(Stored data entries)

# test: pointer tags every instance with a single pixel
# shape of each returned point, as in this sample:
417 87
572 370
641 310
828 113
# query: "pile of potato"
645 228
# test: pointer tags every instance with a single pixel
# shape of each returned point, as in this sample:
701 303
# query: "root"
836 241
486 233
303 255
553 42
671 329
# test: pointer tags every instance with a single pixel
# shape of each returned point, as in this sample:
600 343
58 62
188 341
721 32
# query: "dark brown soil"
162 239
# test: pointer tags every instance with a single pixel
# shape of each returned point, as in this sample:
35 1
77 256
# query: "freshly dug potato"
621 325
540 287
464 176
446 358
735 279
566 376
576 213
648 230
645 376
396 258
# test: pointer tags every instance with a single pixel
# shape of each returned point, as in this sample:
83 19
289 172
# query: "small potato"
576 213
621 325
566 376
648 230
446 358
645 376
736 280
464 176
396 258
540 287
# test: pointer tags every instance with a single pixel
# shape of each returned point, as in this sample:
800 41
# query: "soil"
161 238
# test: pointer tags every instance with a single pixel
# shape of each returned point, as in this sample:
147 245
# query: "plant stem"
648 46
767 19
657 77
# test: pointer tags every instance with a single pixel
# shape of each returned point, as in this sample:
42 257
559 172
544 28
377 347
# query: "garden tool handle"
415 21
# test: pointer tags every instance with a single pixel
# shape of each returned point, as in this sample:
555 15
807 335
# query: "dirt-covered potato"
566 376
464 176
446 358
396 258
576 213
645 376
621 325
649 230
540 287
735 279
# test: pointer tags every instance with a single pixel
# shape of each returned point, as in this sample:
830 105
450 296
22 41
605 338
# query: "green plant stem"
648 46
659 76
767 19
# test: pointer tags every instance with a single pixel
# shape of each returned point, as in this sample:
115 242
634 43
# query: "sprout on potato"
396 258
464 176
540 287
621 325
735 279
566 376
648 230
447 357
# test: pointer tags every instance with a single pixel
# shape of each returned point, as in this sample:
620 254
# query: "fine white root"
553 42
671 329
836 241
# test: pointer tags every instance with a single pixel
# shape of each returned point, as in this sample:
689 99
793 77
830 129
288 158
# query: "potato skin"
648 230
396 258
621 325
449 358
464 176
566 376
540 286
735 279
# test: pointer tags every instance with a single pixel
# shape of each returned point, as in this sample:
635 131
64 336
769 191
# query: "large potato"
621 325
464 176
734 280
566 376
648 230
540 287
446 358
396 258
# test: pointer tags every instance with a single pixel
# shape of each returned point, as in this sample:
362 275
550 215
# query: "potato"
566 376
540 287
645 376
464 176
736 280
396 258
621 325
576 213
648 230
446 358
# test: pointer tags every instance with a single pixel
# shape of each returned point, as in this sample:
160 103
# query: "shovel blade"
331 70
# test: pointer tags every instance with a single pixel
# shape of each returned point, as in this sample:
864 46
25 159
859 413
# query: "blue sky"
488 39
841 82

### Exercise directions
What you return should match the data character for character.

### Solution to the exercise
# test: pointer tags every instance with a single pixel
# shape of each returned point, as in this sample:
417 87
572 370
641 310
828 113
# query: "pile of potato"
645 228
# test: pointer tags every instance with a single pixel
# shape of each returned point, as in this sample:
701 303
# query: "root"
836 241
486 233
303 255
553 42
671 329
# test: pointer tags every instance with a single pixel
# shape of each returned point, as in this sample:
600 343
58 62
188 341
721 32
# query: "dark brown soil"
162 239
# test: pointer tags every instance with a single pixel
# shape of each returned point, as in this sample:
35 1
77 256
# query: "freshly dug potato"
621 325
540 287
464 176
446 358
735 279
566 376
576 213
648 230
645 376
396 258
# test: pointer tags every instance with a single pixel
# shape of each returned point, as in this sample:
83 19
289 172
# query: "small potato"
576 213
621 325
566 376
648 230
446 358
645 376
736 280
464 176
396 258
540 287
# test: pointer tags every instance with a single pixel
# shape of each returned point, as in this sample:
800 41
# query: "soil"
161 238
# test: pointer tags every instance with a single pixel
# shape of each returned point, as in this sample:
147 245
# query: "plant stem"
648 46
767 19
657 77
# test: pointer tags every instance with a single pixel
# shape of each returned point, as in this sample:
42 257
559 172
544 28
377 347
# query: "garden tool handle"
415 21
# test: pointer tags every instance with a single pixel
# shape of each returned point, as in this sample:
555 15
807 335
# query: "dirt-covered potato"
566 376
464 176
446 358
396 258
576 213
645 376
621 325
649 230
540 287
735 279
# test: pointer tags every instance with a single pixel
# shape of each returned point, as in this sample:
830 105
450 296
22 41
605 338
# query: "green plant stem"
648 46
659 76
767 19
# test: pointer tags every instance with a single pixel
# shape of each returned point, as in this sample:
115 242
634 43
# query: "sprout on potato"
396 258
464 176
540 287
621 325
735 279
566 376
648 230
447 357
# test: pointer tags every instance with a single pixel
# shape of each returned point, as in this sample:
620 254
# query: "fine white root"
553 42
671 329
836 241
# test: pointer tags every instance with a single pixel
# shape of each returned point, as in this sample:
689 99
793 77
830 129
288 158
# query: "potato skin"
648 230
396 258
621 325
449 358
464 176
566 376
540 286
735 279
# test: pointer tags every instance with a single pixel
# shape of each returned point, as in this sample:
635 131
64 336
769 191
# query: "large potato"
621 325
464 176
734 280
566 376
648 230
540 287
446 358
396 258
# test: pointer tags every instance with a single pixel
# shape of each returned point, as in this sample:
362 275
550 215
# query: "potato"
566 376
540 287
645 376
464 176
736 280
396 258
621 325
576 213
648 230
446 358
# test: pointer tags every instance with a single pixel
# shape of each returned point, as in this sample:
160 103
# query: "shovel blade"
331 70
# test: pointer tags every instance with a single pixel
# shape of each returned point, as in this sample:
864 46
25 159
859 413
# query: "blue sky"
488 39
841 82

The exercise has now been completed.